§ **EXERCISE MATERIAL**:
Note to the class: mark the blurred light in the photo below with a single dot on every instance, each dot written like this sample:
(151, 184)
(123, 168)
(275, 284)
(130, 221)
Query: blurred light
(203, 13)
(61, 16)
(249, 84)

§ **WHAT THE TASK REQUIRES**: Word for word, copy out all of the data shown above.

§ **EXERCISE RESPONSE**:
Note to the class: mark the blurred light in the photo below with a single dot on every instance, each dot written like this sample:
(151, 184)
(123, 168)
(275, 284)
(130, 221)
Query: blurred light
(203, 13)
(61, 16)
(249, 84)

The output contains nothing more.